**Task instructions:** Gather all lines in the entries that include the word "Target".

(Referring expression pointing data)
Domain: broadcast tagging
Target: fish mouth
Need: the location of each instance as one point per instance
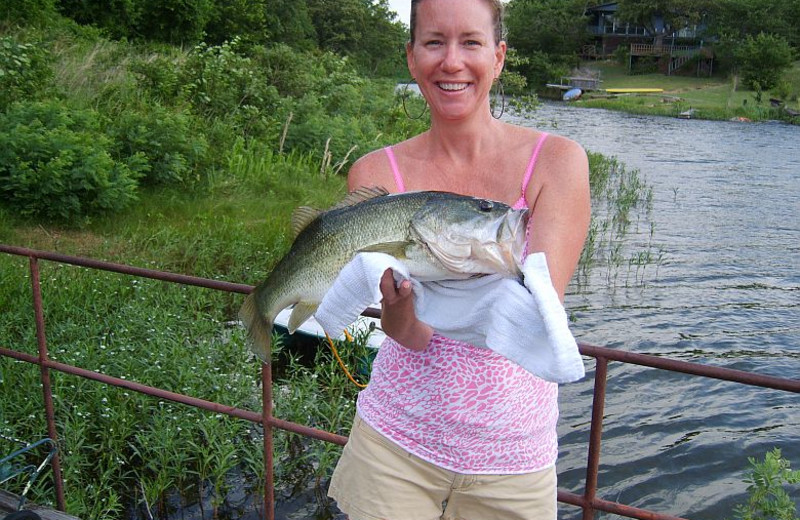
(512, 241)
(496, 248)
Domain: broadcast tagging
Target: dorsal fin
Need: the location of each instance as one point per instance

**Answer to this exercise:**
Target: fish mouth
Target: dorsal fin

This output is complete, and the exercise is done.